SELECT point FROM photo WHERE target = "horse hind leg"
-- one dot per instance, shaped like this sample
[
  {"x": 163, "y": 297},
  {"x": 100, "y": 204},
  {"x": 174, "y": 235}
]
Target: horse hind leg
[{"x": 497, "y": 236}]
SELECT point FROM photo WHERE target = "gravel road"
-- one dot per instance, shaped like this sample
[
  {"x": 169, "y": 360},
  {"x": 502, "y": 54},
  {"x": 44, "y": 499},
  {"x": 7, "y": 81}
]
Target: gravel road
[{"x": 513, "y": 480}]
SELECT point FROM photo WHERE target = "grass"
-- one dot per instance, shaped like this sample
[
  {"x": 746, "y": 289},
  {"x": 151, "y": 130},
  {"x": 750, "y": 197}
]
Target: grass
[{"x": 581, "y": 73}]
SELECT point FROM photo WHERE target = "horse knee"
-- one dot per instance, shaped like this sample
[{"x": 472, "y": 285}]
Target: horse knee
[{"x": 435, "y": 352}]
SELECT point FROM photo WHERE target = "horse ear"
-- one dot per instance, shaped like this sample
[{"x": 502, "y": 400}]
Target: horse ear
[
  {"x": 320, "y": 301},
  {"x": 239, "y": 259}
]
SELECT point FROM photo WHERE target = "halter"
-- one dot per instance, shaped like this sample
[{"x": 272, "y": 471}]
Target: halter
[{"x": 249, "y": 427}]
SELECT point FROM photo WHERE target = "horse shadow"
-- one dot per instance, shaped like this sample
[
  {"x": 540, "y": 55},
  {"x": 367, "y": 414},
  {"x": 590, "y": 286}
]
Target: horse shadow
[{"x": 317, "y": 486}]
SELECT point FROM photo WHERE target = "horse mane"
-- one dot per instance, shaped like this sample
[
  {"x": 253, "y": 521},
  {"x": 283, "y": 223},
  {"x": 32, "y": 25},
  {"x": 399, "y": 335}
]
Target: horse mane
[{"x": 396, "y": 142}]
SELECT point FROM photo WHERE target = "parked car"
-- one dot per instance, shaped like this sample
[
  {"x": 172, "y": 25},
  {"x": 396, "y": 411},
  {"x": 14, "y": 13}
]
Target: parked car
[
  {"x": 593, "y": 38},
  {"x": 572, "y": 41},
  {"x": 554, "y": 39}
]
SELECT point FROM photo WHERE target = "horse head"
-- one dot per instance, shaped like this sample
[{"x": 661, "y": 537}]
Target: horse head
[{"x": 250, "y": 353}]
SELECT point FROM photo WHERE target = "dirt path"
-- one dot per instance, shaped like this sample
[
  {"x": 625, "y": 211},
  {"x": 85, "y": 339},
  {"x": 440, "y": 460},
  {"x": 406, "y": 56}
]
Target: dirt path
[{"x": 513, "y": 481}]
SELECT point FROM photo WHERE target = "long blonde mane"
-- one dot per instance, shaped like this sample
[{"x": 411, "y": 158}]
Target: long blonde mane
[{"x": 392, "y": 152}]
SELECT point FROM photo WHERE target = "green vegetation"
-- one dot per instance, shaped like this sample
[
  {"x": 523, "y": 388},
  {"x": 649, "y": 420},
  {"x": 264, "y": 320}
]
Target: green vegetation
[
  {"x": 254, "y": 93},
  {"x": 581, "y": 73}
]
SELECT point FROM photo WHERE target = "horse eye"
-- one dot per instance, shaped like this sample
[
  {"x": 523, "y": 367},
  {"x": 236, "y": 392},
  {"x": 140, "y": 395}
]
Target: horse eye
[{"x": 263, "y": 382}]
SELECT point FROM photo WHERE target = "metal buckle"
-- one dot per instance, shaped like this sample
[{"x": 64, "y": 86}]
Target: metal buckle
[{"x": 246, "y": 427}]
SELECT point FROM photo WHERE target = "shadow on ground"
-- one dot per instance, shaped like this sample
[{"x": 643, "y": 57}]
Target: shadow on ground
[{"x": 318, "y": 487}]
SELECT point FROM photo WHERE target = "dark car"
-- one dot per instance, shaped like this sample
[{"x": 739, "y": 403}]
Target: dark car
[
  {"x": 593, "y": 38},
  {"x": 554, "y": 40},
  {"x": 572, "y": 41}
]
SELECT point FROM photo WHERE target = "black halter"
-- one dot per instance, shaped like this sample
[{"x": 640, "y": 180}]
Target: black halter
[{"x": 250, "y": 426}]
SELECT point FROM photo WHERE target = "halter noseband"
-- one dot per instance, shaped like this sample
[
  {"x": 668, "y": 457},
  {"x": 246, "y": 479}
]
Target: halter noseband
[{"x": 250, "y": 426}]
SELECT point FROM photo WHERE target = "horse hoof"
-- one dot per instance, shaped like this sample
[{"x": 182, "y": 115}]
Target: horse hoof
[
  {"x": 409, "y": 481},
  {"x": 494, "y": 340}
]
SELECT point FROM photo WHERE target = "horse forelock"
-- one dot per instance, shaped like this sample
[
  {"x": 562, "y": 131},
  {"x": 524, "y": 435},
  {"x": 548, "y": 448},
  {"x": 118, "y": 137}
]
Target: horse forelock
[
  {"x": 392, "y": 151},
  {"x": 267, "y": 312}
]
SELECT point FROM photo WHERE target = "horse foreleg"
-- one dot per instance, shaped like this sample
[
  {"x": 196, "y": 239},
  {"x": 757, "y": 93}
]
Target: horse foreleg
┄┄┄┄┄┄
▸ WRITTEN TASK: Return every line in the material above that contains the string "hoof", copying each line unchanged.

▸ OUTPUT BELOW:
SELECT point FROM photo WHERE target = "horse hoof"
Target: horse hoof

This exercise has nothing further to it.